Figure 7, Figure 8, Figure 9, Figure 10 and Figure 11 depict the five competency diagrams that include BASS core course number mapping. Course numbers are included directly above closely aligned knowledge, skills, and abilities/orientations statements. Through this mapping process, I identified program strengths and gaps relative to my sustainability competencies framework.
I shared and discussed Figure 7, Figure 8, Figure 9, Figure 10 and Figure 11 with the BASS core faculty at its fall 2018 program assessment meeting. The faculty recognized that the BASS program is generally well conceived with regard to addressing sustainability competencies. The faculty also identified curricular gaps relative to two competencies: (1) creative and strategic competency and (2) interpersonal and communication competency. More specifically, the faculty discussed an important need documented in my research: to improve competency development related project management, stakeholder engagement, and collaboration within the context of organizational change.
The identification of competencies not currently well addressed in our program prompted me to propose an additional Communication course prerequisite for the BASS at the lower division level. Further consideration of this proposal will continue in fall 2019. My findings also prompted me to draft a course proposal for a new required Sustainability Studies course: Sustainability Studies (SUS) 450, Sustainability Assessment and Reporting. The course proposal is currently under consideration by the BASS faculty. Its proposed rationale, description, learning outcomes, and topical outline are included here as Appendix C. Note that, in an effort to demonstrate how this proposed course could address competency gaps in the BASS curriculum, SUS 450 is included in Figure 7, Figure 8, Figure 9, Figure 10 and Figure 11.
My research also prompted me to engage the BASS faculty in a revision of program-level learning outcomes. Following is the revised set of outcomes the faculty developed:
Upon completion of the Sustainability Studies B.A. program at Colorado Mountain College, graduates should be able to:
  • Articulate the concept and practice of sustainability as it relates to the self, community, and the wider world.
  • Analyze, synthesize, and interpret complex adaptive systems.
  • Conduct and communicate sustainability research that draws upon, integrates, critiques, and/or transcends disciplinary frameworks.
  • Demonstrate how qualitative/quantitative measures can be used in collaboration with diverse stakeholders to assess, report, and design approaches that address sustainability challenges and opportunities.
  • Demonstrate professional skills and career development abilities in the field.
Appendix E contains additional notes related to enhancing the teaching of specific competencies in the BASS at CMC. Those notes will continue to inform BASS faculty discussions of potential curriculum changes.
This research has contributed productively to BASS course and program development. Because the world needs more and continually improving sustainability education everywhere, I hope my work will also contribute to course and program development initiatives at other institutions.
We now turn to discuss my research on sustainability-oriented pedagogies. Since the methodology and methods applied in this portion of my research diverge from those utilized in developing my sustainability competency framework, I begin with discussing my approach to identifying potentially effective sustainability pedagogies.

5. Sustainability Pedagogies Research

5.1. Overview

As a distinct part of this research, I studied pedagogical approaches for sustainability studies programs recommended in the relevant literature. My research on pedagogy was secondary to my research on sustainability competencies. As I reviewed and annotated the literature on sustainability competencies, I also analyzed/synthesized recommended pedagogies that I encountered within the literature on competencies. I also located and reviewed some sources that focused primarily on sustainability studies pedagogies. For a full listing of sources reviewed, see Appendix D. In this section, I articulate my findings with regard to recommended sustainability pedagogies and utilize these findings as a springboard for making recommendations for maintaining/enhancing specific pedagogical approaches for the BASS.
▬▬▬▬▬▬▬▬▬▬
[Set of tasks]:
• 1. Can you print the part of the sustainability curriculum excerpt that begins at the words "5.1. Overview" and stops after the words "for the BASS."?
• 2. Does the sustainability curriculum excerpt agree with each statement below? Answer yes or no for each, quoting the deciding words of the excerpt. (a) The faculty identified curricular gaps relative to three competencies. (b) Further consideration of the proposed Communication course prerequisite will continue in fall 2019. (c) The research on pedagogy was the main focus, with the research on competencies secondary to it.

Point labeling dataset excerpts:
▬▬▬▬▬▬▬▬▬▬
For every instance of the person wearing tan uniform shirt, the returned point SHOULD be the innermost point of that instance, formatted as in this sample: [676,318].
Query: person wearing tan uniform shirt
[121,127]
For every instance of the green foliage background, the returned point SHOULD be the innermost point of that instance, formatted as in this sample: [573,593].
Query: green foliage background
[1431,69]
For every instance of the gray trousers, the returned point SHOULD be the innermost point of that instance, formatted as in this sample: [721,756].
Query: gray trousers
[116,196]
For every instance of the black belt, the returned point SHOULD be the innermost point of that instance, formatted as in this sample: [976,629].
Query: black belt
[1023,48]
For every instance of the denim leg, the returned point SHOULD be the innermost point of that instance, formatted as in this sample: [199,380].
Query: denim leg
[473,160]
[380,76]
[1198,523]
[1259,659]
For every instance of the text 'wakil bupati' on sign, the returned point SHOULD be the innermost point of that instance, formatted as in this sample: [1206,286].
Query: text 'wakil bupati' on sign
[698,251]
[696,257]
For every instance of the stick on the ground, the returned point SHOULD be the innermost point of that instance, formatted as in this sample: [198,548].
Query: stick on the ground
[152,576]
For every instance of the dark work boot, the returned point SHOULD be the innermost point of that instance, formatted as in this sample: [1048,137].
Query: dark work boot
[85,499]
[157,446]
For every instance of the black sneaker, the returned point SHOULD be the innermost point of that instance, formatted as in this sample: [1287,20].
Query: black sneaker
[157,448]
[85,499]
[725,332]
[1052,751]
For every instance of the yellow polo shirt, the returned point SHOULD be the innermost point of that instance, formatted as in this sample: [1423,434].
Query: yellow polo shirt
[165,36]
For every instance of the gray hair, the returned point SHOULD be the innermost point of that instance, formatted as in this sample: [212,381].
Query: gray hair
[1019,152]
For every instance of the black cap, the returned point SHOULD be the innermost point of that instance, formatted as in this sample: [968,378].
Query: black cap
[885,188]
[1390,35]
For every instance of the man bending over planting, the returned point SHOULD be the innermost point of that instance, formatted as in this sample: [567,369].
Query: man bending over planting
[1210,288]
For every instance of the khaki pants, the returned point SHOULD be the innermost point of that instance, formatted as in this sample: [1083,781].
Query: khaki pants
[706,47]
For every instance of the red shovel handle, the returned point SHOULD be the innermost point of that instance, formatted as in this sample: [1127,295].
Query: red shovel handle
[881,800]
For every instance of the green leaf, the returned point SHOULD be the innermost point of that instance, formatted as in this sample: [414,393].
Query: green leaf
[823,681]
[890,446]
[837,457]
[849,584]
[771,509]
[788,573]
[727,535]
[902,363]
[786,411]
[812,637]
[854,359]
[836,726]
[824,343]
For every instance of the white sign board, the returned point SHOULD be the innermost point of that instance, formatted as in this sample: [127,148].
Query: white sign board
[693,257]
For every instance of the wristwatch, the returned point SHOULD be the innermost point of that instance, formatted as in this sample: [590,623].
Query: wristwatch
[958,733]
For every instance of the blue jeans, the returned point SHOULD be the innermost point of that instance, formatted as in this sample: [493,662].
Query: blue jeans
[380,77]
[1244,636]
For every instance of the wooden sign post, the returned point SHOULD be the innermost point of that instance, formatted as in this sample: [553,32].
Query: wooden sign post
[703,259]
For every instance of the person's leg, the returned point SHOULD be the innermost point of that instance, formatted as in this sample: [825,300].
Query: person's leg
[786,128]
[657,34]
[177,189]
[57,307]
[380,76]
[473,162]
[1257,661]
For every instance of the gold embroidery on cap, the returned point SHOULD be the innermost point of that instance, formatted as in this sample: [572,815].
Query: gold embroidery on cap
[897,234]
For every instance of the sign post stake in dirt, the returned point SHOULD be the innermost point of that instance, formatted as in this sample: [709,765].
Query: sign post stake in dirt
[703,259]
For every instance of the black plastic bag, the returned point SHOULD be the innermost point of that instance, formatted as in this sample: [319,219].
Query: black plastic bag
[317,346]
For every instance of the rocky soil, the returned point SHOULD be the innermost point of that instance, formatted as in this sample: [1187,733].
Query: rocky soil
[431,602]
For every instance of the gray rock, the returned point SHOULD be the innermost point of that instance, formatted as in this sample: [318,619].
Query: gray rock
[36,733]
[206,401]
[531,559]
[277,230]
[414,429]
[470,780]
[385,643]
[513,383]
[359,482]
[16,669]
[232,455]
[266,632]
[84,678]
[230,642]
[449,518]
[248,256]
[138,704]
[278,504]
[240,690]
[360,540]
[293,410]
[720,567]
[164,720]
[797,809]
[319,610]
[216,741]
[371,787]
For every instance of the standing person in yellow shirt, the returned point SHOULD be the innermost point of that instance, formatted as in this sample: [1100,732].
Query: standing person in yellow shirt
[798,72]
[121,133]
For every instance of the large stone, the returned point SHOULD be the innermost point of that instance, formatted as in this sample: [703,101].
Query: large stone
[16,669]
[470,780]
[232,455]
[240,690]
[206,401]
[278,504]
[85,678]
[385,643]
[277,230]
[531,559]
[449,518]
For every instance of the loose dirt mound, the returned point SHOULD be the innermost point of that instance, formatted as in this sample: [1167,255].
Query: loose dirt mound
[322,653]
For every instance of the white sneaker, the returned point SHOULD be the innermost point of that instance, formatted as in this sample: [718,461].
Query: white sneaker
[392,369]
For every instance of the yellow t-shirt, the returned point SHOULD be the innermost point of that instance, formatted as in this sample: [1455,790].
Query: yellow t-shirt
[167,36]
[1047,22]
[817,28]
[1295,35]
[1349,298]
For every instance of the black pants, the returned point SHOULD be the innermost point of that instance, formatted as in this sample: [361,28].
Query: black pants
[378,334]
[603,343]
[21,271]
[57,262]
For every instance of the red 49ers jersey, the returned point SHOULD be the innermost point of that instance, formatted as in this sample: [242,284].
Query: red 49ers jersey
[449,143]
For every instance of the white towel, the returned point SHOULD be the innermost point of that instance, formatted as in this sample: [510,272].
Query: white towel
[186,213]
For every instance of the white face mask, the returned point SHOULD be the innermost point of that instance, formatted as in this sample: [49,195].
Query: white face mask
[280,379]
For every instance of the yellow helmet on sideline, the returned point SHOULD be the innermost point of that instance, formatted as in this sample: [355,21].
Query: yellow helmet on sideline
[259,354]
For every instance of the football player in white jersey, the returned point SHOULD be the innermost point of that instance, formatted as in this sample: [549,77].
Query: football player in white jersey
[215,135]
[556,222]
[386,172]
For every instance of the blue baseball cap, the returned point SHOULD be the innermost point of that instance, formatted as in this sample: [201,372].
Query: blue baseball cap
▬▬▬▬▬▬▬▬▬▬
[Per-task outputs]:
• 1.
5.1. Overview

As a distinct part of this research, I studied pedagogical approaches for sustainability studies programs recommended in the relevant literature. My research on pedagogy was secondary to my research on sustainability competencies. As I reviewed and annotated the literature on sustainability competencies, I also analyzed/synthesized recommended pedagogies that I encountered within the literature on competencies. I also located and reviewed some sources that focused primarily on sustainability studies pedagogies. For a full listing of sources reviewed, see Appendix D. In this section, I articulate my findings with regard to recommended sustainability pedagogies and utilize these findings as a springboard for making recommendations for maintaining/enhancing specific pedagogical approaches for the BASS.

• 2.
(a) No: "The faculty also identified curricular gaps relative to two competencies"
(b) Yes: "Further consideration of this proposal will continue in fall 2019."
(c) No: "My research on pedagogy was secondary to my research on sustainability competencies."